# Consegna 1
Secondo la recensione di The Predator, in che anno Shane Black recitò in "Predator"?
# Consegna 2
Restituisci il tratto della recensione di The Predator che va da "Sono passati trentuno" fino a "tutto da perdere.".

The Predator - La Recensione

The Predator Shane Black
Shane Black in “Predator” ci aveva recitato. Era il 1987 e il fanta-horror-action diretto da John McTiernan, con Arnold Schwarzenegger, non era ancora diventato quel cult intoccabile che conosciamo oggi.
Sono passati trentuno anni da quell'esperienza, durante i quali Black è riuscito ad affermarsi come brillante sceneggiatore prima e come ottimo regista poi, manifestando nei suoi lavori un’affezione particolare e costante per quel cinema anni ’80 e inizio anni ’90 che, probabilmente, deve aver influito, in termini di entusiasmo, sulla scelta – rischiosissima - di lasciarsi coinvolgere sul progetto di un sequel nel quale, in pratica, aveva tutto da perdere.

# Voci di dati archiviati
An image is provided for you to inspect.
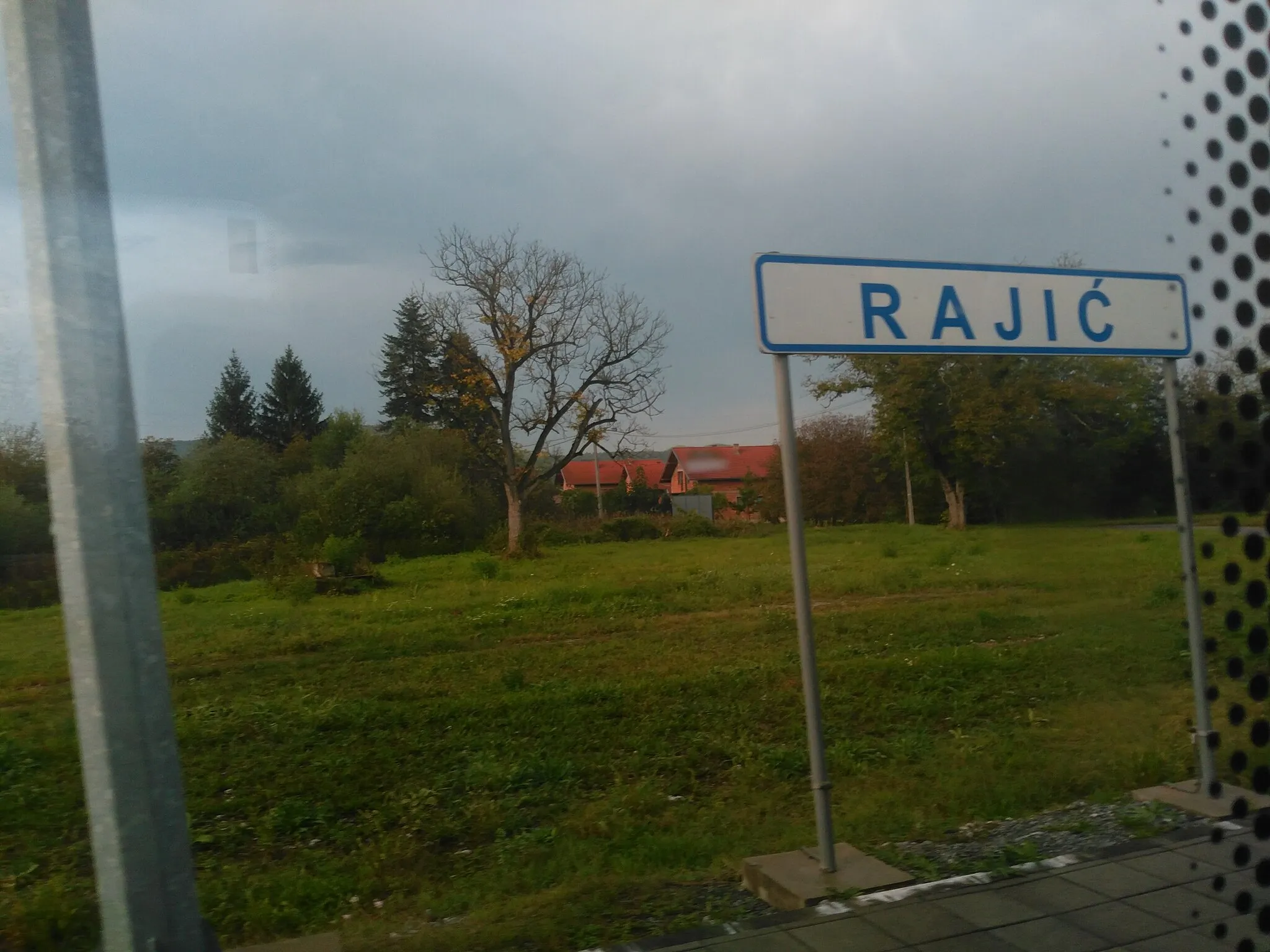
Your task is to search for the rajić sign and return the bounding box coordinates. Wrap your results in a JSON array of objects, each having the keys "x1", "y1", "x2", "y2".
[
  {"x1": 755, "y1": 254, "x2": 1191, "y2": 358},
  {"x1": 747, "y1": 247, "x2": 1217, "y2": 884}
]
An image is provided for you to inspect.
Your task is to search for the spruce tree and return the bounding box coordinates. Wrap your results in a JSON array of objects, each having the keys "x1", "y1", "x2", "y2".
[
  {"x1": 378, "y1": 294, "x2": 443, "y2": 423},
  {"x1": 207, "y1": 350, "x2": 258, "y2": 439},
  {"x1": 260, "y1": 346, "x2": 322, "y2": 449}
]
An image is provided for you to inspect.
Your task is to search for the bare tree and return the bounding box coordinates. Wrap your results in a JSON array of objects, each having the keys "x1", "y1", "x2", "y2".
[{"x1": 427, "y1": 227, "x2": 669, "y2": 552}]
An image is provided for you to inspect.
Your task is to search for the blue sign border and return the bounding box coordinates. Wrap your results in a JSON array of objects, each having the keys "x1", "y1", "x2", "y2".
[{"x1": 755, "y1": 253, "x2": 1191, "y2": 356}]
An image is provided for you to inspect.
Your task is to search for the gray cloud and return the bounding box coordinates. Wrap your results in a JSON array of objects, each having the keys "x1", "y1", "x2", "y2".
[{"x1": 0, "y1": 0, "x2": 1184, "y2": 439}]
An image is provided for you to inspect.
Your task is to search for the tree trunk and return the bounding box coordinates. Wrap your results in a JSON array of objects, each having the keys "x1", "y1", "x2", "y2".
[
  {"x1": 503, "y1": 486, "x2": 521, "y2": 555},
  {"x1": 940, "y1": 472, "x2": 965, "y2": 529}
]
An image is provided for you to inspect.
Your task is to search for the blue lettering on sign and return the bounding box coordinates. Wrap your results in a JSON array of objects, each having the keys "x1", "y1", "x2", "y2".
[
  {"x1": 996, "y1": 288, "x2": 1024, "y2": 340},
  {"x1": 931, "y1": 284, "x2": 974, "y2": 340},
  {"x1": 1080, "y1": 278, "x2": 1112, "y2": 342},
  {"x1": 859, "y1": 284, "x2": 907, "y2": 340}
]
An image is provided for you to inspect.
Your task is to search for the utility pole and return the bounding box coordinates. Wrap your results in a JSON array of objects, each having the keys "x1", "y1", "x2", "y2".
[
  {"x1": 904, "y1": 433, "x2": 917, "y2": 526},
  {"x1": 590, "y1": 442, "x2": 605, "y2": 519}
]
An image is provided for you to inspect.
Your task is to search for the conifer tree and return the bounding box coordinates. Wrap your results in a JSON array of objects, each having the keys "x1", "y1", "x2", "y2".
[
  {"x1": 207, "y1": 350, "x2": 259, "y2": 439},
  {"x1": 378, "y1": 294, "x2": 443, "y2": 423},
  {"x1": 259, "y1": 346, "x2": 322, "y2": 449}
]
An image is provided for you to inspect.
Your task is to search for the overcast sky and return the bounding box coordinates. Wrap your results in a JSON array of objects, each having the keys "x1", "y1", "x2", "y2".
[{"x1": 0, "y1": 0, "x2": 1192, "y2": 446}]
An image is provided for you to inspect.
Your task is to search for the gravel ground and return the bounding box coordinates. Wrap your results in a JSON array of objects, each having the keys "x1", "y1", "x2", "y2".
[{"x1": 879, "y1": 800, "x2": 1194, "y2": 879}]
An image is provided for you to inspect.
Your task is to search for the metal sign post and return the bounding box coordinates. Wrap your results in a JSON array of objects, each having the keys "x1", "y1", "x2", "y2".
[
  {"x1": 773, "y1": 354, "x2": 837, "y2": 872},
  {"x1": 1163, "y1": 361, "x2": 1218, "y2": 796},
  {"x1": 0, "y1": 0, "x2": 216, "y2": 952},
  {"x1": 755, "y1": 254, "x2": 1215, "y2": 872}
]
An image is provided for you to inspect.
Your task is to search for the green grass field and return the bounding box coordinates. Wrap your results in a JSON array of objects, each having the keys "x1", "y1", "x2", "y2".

# Risposta 1
Nel 1987.

# Risposta 2
Sono passati trentuno anni da quell'esperienza, durante i quali Black è riuscito ad affermarsi come brillante sceneggiatore prima e come ottimo regista poi, manifestando nei suoi lavori un’affezione particolare e costante per quel cinema anni ’80 e inizio anni ’90 che, probabilmente, deve aver influito, in termini di entusiasmo, sulla scelta – rischiosissima - di lasciarsi coinvolgere sul progetto di un sequel nel quale, in pratica, aveva tutto da perdere.